=== Excerpted data ===
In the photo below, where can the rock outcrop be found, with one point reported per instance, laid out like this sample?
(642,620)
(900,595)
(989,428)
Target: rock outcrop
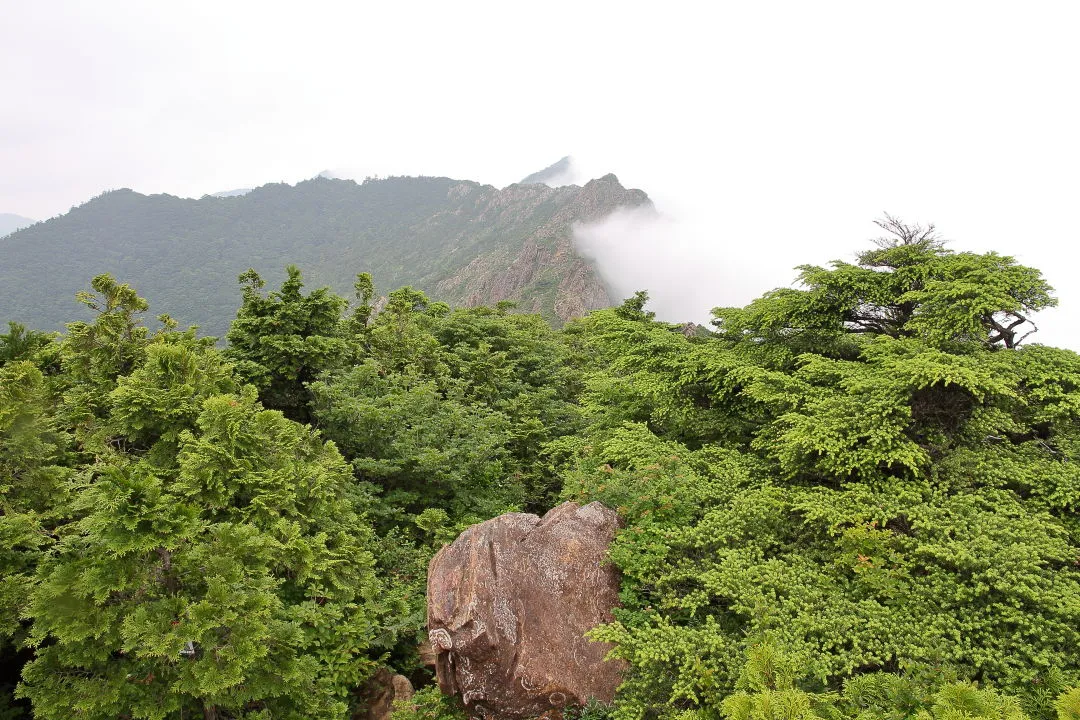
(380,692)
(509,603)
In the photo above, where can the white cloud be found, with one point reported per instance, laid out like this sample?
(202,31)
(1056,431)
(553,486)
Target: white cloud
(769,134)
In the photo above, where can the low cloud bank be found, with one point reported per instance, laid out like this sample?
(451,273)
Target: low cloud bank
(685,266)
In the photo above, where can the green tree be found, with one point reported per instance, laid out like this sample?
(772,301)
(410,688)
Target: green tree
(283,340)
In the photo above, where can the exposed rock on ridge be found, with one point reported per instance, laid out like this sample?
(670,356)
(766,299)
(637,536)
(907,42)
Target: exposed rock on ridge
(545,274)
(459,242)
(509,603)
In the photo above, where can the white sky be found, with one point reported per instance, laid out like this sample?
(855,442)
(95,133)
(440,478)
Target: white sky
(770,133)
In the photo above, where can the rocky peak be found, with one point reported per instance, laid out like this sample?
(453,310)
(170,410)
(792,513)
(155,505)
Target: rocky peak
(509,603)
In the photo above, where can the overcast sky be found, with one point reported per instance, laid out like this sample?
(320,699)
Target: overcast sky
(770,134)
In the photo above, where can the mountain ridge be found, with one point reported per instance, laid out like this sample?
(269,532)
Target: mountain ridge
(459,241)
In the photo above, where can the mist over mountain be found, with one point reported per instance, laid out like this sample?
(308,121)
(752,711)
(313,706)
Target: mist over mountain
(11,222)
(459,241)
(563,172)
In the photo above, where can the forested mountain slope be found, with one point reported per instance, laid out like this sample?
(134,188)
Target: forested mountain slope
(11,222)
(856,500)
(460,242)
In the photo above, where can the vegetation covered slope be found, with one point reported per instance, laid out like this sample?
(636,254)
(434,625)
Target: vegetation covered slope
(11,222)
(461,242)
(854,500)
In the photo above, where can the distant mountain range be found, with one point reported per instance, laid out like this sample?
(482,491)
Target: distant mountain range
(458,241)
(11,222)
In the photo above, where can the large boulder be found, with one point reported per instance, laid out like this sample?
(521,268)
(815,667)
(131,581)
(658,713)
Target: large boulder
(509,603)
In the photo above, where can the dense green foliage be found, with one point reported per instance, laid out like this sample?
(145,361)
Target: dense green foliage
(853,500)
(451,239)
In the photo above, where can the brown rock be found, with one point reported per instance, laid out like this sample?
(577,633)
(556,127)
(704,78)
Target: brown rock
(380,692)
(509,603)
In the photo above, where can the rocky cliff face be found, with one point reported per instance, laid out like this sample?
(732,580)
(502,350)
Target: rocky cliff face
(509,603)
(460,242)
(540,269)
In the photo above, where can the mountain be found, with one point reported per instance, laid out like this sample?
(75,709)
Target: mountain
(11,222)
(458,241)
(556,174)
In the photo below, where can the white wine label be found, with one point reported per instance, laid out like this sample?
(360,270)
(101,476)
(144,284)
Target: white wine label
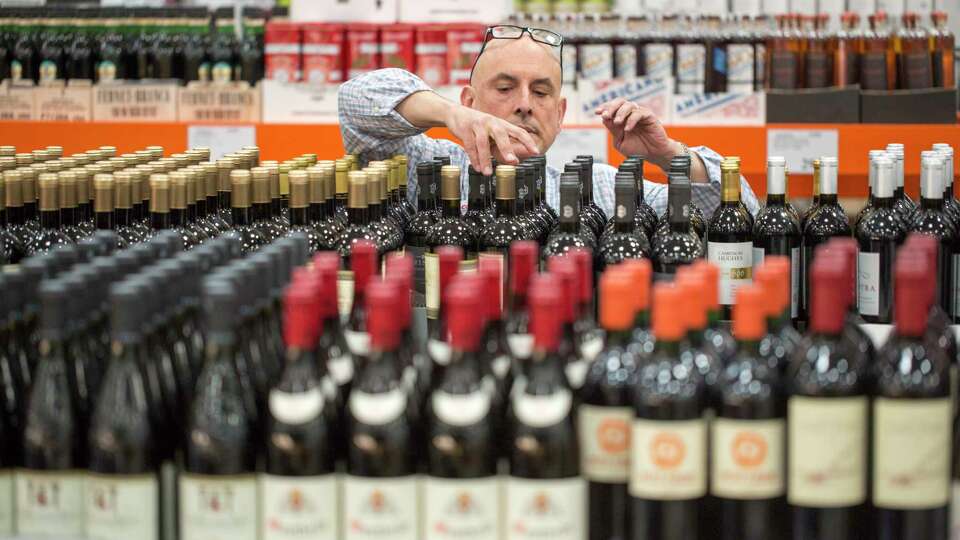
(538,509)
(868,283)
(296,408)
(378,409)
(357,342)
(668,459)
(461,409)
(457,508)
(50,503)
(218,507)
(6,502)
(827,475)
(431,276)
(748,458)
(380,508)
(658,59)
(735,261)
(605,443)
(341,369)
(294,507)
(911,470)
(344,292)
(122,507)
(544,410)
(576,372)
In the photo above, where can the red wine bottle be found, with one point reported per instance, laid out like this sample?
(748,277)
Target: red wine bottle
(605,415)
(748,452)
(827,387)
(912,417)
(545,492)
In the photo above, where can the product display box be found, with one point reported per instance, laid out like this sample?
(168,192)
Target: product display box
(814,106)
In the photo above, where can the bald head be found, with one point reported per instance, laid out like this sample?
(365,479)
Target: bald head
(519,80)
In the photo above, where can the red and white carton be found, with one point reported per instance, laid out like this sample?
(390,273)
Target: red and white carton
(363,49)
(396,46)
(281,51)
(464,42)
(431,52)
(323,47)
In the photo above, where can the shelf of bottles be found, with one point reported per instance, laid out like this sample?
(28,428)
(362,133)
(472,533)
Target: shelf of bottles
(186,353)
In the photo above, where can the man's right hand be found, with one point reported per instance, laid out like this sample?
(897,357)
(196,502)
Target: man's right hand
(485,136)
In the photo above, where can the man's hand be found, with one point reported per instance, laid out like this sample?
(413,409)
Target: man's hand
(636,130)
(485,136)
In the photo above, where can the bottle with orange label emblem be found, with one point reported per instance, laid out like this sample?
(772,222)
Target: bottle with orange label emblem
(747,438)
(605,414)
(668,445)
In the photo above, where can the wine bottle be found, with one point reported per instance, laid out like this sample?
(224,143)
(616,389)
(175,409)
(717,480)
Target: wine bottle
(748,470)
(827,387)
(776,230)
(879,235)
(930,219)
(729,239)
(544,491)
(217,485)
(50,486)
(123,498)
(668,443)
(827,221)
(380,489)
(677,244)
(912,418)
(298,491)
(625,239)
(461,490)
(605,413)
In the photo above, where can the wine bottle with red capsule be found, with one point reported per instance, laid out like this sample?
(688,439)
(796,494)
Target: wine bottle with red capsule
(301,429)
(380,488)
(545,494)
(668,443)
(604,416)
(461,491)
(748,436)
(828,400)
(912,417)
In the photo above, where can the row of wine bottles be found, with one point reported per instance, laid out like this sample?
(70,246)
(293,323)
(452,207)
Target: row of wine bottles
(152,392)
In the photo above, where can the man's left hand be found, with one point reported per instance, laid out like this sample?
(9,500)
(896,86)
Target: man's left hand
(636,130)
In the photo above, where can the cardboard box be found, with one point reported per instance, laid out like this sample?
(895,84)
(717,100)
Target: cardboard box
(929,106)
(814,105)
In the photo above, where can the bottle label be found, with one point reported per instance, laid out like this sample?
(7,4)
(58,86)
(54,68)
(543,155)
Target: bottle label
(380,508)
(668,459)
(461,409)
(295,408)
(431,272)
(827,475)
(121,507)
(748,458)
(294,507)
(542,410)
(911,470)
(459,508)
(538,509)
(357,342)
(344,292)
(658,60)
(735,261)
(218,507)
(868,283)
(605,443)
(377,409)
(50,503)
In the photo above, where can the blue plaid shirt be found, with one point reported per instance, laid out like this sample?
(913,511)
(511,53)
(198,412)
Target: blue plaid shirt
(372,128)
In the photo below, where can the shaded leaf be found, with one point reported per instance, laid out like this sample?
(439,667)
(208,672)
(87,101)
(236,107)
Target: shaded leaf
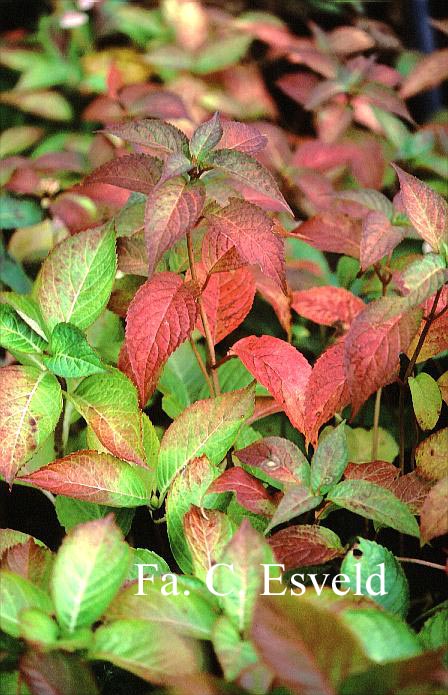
===
▸ What to do
Present every line of the items above as a Markdown table with the columns Row and Line, numbering the rows in order and omitting blank lines and the pictures.

▸ Result of the exercise
| Row | Line |
|---|---|
| 1 | In the photo below, where can the rock outcrop be found, with one point reported per instance, laid out like this sample? |
| 2 | (642,620) |
| 3 | (900,595) |
| 4 | (989,428) |
| 5 | Target: rock outcrop |
| 6 | (380,692) |
| 7 | (509,603) |
| 8 | In the photo above, where can the white cloud be found, with one point reported per instance, laid out like this sample? |
| 9 | (202,31) |
| 10 | (1056,431) |
| 11 | (553,486) |
| 12 | Target: white cloud |
| 13 | (769,134) |
| 14 | In the photo above, where can the low cloud bank be found, with one point reported per instance, laid out like this sample? |
| 15 | (451,273) |
| 16 | Target: low cloud bank |
| 17 | (685,266) |
| 18 | In the photo above, where can the green tree be found, with one point reported per instance, laid out like this sample? |
| 19 | (772,301) |
| 20 | (410,688) |
| 21 | Target: green tree |
| 22 | (283,340) |
| 23 | In the photo above, where can the exposed rock on ridge be found, with one point reported per instance, laid out like this sample? |
| 24 | (670,356) |
| 25 | (766,299) |
| 26 | (637,536) |
| 27 | (907,42) |
| 28 | Target: exposed rock on ridge |
| 29 | (545,274) |
| 30 | (459,242) |
| 31 | (509,603) |
| 32 | In the photo above, where can the white sky be found, with one point reported per instance, laid out like this sample? |
| 33 | (855,442) |
| 34 | (95,133) |
| 35 | (440,478) |
| 36 | Target: white sky |
| 37 | (770,133) |
| 38 | In the photo above, where can the rocky peak be found, with one point reported per instance, laid out like this sample? |
| 39 | (453,310) |
| 40 | (170,410) |
| 41 | (792,513) |
| 42 | (155,505) |
| 43 | Target: rocky peak |
| 44 | (509,603) |
| 45 | In the photo above, where can the overcast sky be found, with one point reported per instance, laid out like this sample? |
| 46 | (320,699) |
| 47 | Target: overcast sky |
| 48 | (770,134) |
| 49 | In the photo above, where can the mountain ridge be found, with one point reported per instance, laid out like this sample? |
| 50 | (269,532) |
| 51 | Target: mountain ridge |
| 52 | (459,241) |
| 53 | In the photo above, where can the mist over mountain be found, with one point reported per instance, laid out like this sample? |
| 54 | (308,121) |
| 55 | (752,711) |
| 56 | (313,706) |
| 57 | Target: mist over mountain |
| 58 | (11,222) |
| 59 | (459,241) |
| 60 | (563,172) |
| 61 | In the photo above, where can the forested mountain slope be found, with one point reported per instance, laid out like this sample? |
| 62 | (134,188) |
| 63 | Target: forested mountain slope |
| 64 | (11,222) |
| 65 | (856,500) |
| 66 | (460,242) |
| 67 | In the photo above, where can the vegetation covered slope be found, with one point reported per instance, laid out like this sample? |
| 68 | (636,254) |
| 69 | (434,625) |
| 70 | Target: vegetation covered slope |
| 71 | (11,222) |
| 72 | (461,242) |
| 73 | (854,500) |
| 74 | In the photo above, where can the distant mountain range be found, with one point reported per instance, laid out like this sample? |
| 75 | (482,491) |
| 76 | Target: distant mountain range |
| 77 | (458,241) |
| 78 | (11,222) |
| 79 | In the photo above, where can the large boulder be found, with one point reported per instance, laid out like this sample? |
| 80 | (521,268) |
| 81 | (815,667) |
| 82 | (131,581) |
| 83 | (658,713) |
| 84 | Target: large boulder |
| 85 | (509,603) |
| 86 | In the photo above, where can the dense green foliage be found, with one point reported per instance, laid out like this sample? |
| 87 | (145,361) |
| 88 | Target: dense green foliage |
| 89 | (853,500) |
| 90 | (451,239) |
| 91 | In the photo above, where can the brown rock be found, with one point reported per instance, laid out like this sample? |
| 92 | (577,633) |
| 93 | (556,127) |
| 94 | (704,78) |
| 95 | Target: brown rock |
| 96 | (380,692) |
| 97 | (509,603) |
| 98 | In the photo above, where can the rocky cliff face be found, with one point reported per instance, laid out like this sample? |
| 99 | (732,580) |
| 100 | (502,350) |
| 101 | Target: rocky cliff face |
| 102 | (509,603) |
| 103 | (460,242) |
| 104 | (540,269) |
| 105 | In the photo above, where can the mountain be found, with one point reported per instance, laid out like this sample? |
| 106 | (75,709) |
| 107 | Target: mountain |
| 108 | (11,222) |
| 109 | (458,241) |
| 110 | (556,174) |
| 111 | In the photo below, where can the white wine label be found, with one point reported per instance, laid out like this sample? |
| 112 | (360,270) |
| 113 | (101,476) |
| 114 | (144,284) |
| 115 | Target: white wine label |
| 116 | (538,509) |
| 117 | (868,283) |
| 118 | (296,408) |
| 119 | (378,409) |
| 120 | (357,342) |
| 121 | (668,459) |
| 122 | (461,409) |
| 123 | (457,508) |
| 124 | (50,503) |
| 125 | (218,507) |
| 126 | (6,502) |
| 127 | (827,475) |
| 128 | (431,276) |
| 129 | (748,458) |
| 130 | (380,508) |
| 131 | (658,59) |
| 132 | (735,261) |
| 133 | (605,443) |
| 134 | (341,369) |
| 135 | (294,507) |
| 136 | (911,470) |
| 137 | (344,292) |
| 138 | (122,507) |
| 139 | (544,410) |
| 140 | (576,372) |
| 141 | In the photo above, where can the red wine bottle be found, with one point reported per instance, laid out like this sample? |
| 142 | (748,277) |
| 143 | Target: red wine bottle |
| 144 | (605,415) |
| 145 | (748,452) |
| 146 | (827,387) |
| 147 | (912,417) |
| 148 | (545,492) |
| 149 | In the photo above, where can the product display box be found, with one point reported per instance, laid out like this sample? |
| 150 | (168,192) |
| 151 | Target: product display box |
| 152 | (814,106) |
| 153 | In the photo above, where can the bald head be found, with one point reported per instance, laid out like this sample? |
| 154 | (365,479) |
| 155 | Target: bald head |
| 156 | (519,80) |
| 157 | In the photo above, where can the red and white carton be found, with one point reported per instance, laid out like this sample? |
| 158 | (390,273) |
| 159 | Target: red and white carton |
| 160 | (363,49) |
| 161 | (396,46) |
| 162 | (281,51) |
| 163 | (464,42) |
| 164 | (431,52) |
| 165 | (323,47) |
| 166 | In the photo above, where can the shelf of bottles be found, with one point reported per instance, laid out like this sample? |
| 167 | (28,428) |
| 168 | (362,133) |
| 169 | (472,533) |
| 170 | Target: shelf of bottles |
| 171 | (186,353) |
| 172 | In the photo above, where can the man's right hand be found, with one point reported per instance, laid out like this sample? |
| 173 | (897,357) |
| 174 | (196,502) |
| 175 | Target: man's right hand |
| 176 | (485,136) |
| 177 | In the photo above, where can the man's hand be found, with one point reported per instance, laid out like this sample? |
| 178 | (413,409) |
| 179 | Target: man's hand |
| 180 | (636,130) |
| 181 | (485,136) |
| 182 | In the photo above, where can the bottle with orange label emblem be found, with one point reported per instance, laid out like this sample? |
| 183 | (772,222) |
| 184 | Target: bottle with orange label emblem |
| 185 | (747,438) |
| 186 | (605,414) |
| 187 | (668,445) |
| 188 | In the photo above, where can the wine bottle be found, with one point reported per instance, laid out like this sample? |
| 189 | (224,143) |
| 190 | (616,389) |
| 191 | (175,409) |
| 192 | (717,480) |
| 193 | Target: wine bottle |
| 194 | (748,470) |
| 195 | (827,387) |
| 196 | (776,230) |
| 197 | (879,235) |
| 198 | (930,219) |
| 199 | (729,239) |
| 200 | (544,491) |
| 201 | (217,485) |
| 202 | (50,486) |
| 203 | (123,498) |
| 204 | (668,443) |
| 205 | (827,221) |
| 206 | (380,489) |
| 207 | (677,244) |
| 208 | (912,418) |
| 209 | (298,491) |
| 210 | (625,239) |
| 211 | (461,490) |
| 212 | (605,413) |
| 213 | In the photo above, where can the wine bottle with red capsule be found, with one point reported per instance, laid out like this sample? |
| 214 | (688,439) |
| 215 | (796,494) |
| 216 | Target: wine bottle with red capsule |
| 217 | (301,429) |
| 218 | (380,488) |
| 219 | (545,494) |
| 220 | (668,443) |
| 221 | (604,416) |
| 222 | (461,491) |
| 223 | (748,436) |
| 224 | (828,400) |
| 225 | (912,417) |
| 226 | In the photo above, where can the row of wine bottles be found, with one point reported per instance, laid out like this sample? |
| 227 | (70,246) |
| 228 | (293,323) |
| 229 | (452,207) |
| 230 | Target: row of wine bottles |
| 231 | (152,392) |
| 232 | In the photo above, where can the man's left hand be found, with one point reported per instance, laid out like this sample? |
| 233 | (9,500) |
| 234 | (896,86) |
| 235 | Target: man's left hand |
| 236 | (636,130) |
| 237 | In the photo above, where can the cardboard box be found, with one point reported per instance, laid out like this sample? |
| 238 | (895,84) |
| 239 | (717,100) |
| 240 | Target: cardboard box |
| 241 | (929,106) |
| 242 | (814,105) |
| 243 | In the photo above, where can the bottle label be found, with one point reported per instance, laid out like this sample? |
| 244 | (7,4) |
| 245 | (58,86) |
| 246 | (54,68) |
| 247 | (543,155) |
| 248 | Target: bottle label |
| 249 | (380,508) |
| 250 | (668,459) |
| 251 | (461,409) |
| 252 | (295,408) |
| 253 | (431,272) |
| 254 | (827,475) |
| 255 | (121,507) |
| 256 | (748,458) |
| 257 | (294,507) |
| 258 | (542,410) |
| 259 | (911,470) |
| 260 | (459,508) |
| 261 | (538,509) |
| 262 | (357,342) |
| 263 | (344,292) |
| 264 | (658,60) |
| 265 | (735,261) |
| 266 | (218,507) |
| 267 | (868,283) |
| 268 | (605,443) |
| 269 | (377,409) |
| 270 | (50,503) |
| 271 | In the photo above, where can the blue plaid shirt be found, with one point reported per instance, laid out like this sample? |
| 272 | (913,511) |
| 273 | (511,53) |
| 274 | (198,412) |
| 275 | Target: blue plaid shirt |
| 276 | (372,128) |
| 277 | In the photo below, where can the shaded leaf be found, with one point reported per instance, laid out like this sample? |
| 278 | (439,667) |
| 279 | (208,672) |
| 280 | (87,101) |
| 281 | (236,107) |
| 282 | Target: shaded leaf |